** start of DATA SHOWN **

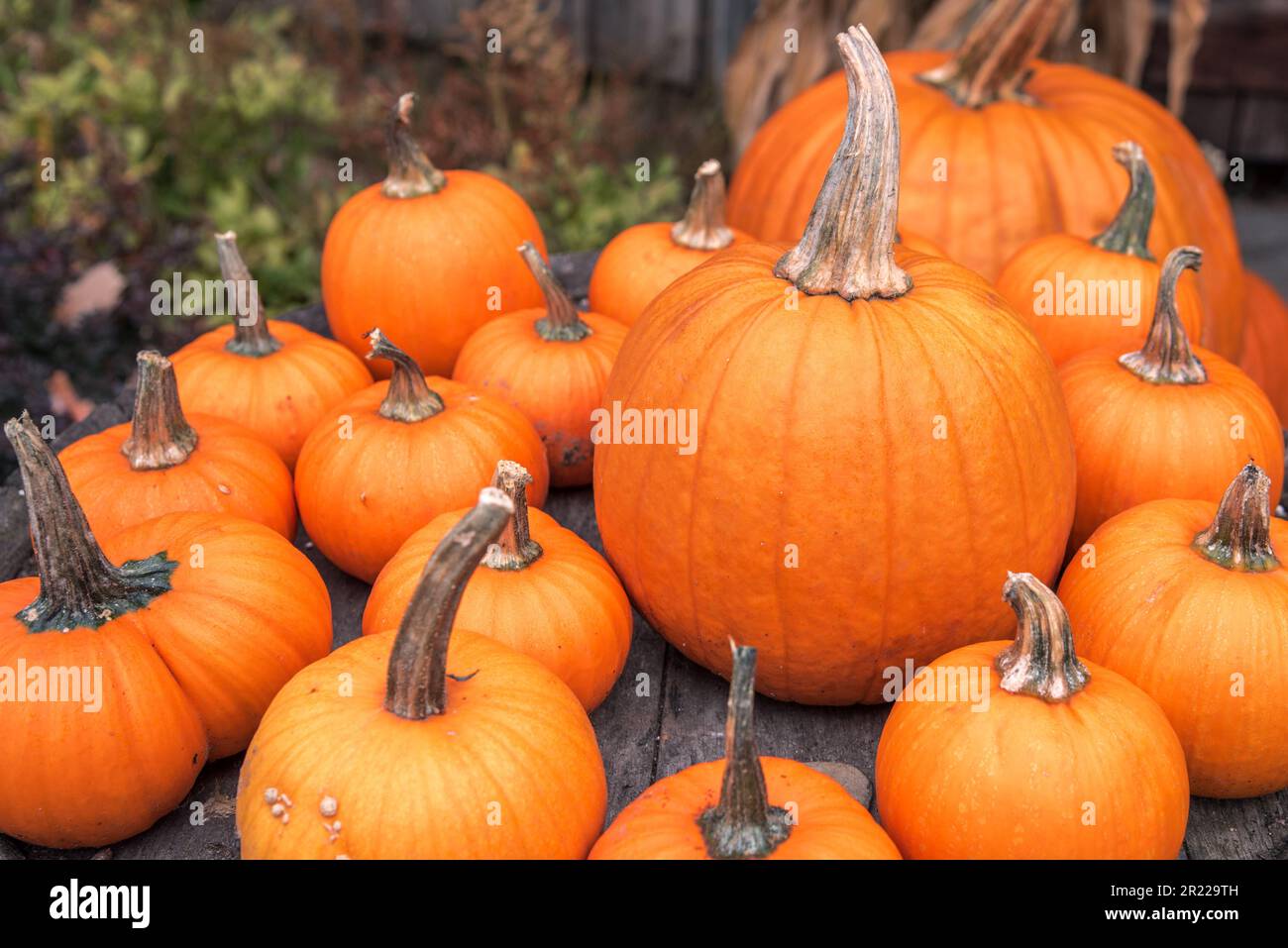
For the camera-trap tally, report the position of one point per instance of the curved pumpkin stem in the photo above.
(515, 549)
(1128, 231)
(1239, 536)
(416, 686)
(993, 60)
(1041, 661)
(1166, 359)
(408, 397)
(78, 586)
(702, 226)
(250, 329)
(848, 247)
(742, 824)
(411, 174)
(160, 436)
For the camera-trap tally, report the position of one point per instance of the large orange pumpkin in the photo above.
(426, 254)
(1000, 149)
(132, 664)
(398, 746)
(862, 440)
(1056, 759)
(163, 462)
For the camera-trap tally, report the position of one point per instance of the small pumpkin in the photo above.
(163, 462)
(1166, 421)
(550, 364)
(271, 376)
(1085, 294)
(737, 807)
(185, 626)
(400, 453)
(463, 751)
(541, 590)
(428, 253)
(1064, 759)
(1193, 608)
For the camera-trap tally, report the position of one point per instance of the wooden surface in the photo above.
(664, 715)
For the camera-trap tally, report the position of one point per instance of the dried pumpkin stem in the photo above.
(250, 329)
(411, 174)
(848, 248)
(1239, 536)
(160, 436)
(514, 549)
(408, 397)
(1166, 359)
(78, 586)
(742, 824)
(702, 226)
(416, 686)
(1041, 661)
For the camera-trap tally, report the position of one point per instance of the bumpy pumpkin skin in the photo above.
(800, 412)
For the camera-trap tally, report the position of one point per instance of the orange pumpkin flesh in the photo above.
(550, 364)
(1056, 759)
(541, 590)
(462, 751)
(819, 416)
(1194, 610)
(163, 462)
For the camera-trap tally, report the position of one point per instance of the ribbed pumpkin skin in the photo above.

** end of DATA SHOWN **

WORK REQUIRED: Please extract every line of text from the listing above verbatim, leaving the pictures out.

TASK OUTPUT:
For the camera-trap tally, report the position of one point per instance of the curved pumpkin stem in the photo above.
(515, 549)
(1128, 231)
(1239, 536)
(416, 686)
(993, 60)
(1041, 661)
(1166, 359)
(408, 397)
(78, 586)
(702, 226)
(250, 329)
(848, 247)
(742, 824)
(411, 174)
(160, 436)
For the camera-trap tally, report the position of one point per instance of the large orange pumpkin in the photo above.
(426, 254)
(1000, 149)
(132, 664)
(398, 746)
(862, 440)
(1056, 759)
(163, 462)
For the camera-trap tally, report the position of one point per instance of the small pumpkin in the photo above.
(163, 462)
(1166, 421)
(550, 364)
(271, 376)
(1085, 294)
(737, 807)
(185, 626)
(400, 453)
(463, 751)
(541, 590)
(428, 253)
(1064, 759)
(1193, 608)
For the camera-trap tally, report the position of one point per instance of the wooden surface in the photo above.
(664, 715)
For the camera-trap tally, report the position of one point per instance of the dried pumpkin stem in the photo above.
(250, 329)
(411, 174)
(848, 248)
(1239, 536)
(160, 436)
(514, 549)
(408, 397)
(1166, 359)
(78, 586)
(742, 824)
(702, 226)
(416, 686)
(1041, 661)
For the camera-trap tally, report the position of one point per instance of the bumpy pumpkin skin in the photo above.
(800, 412)
For the camera-trap tally, report the position of one point per instance of the orange pumpkin flesh in the photo above.
(550, 364)
(1056, 759)
(541, 590)
(462, 751)
(819, 416)
(1194, 610)
(163, 462)
For the camera-trap tally, report the position of one point per instance of the ribbed pumpkin skin in the photo above.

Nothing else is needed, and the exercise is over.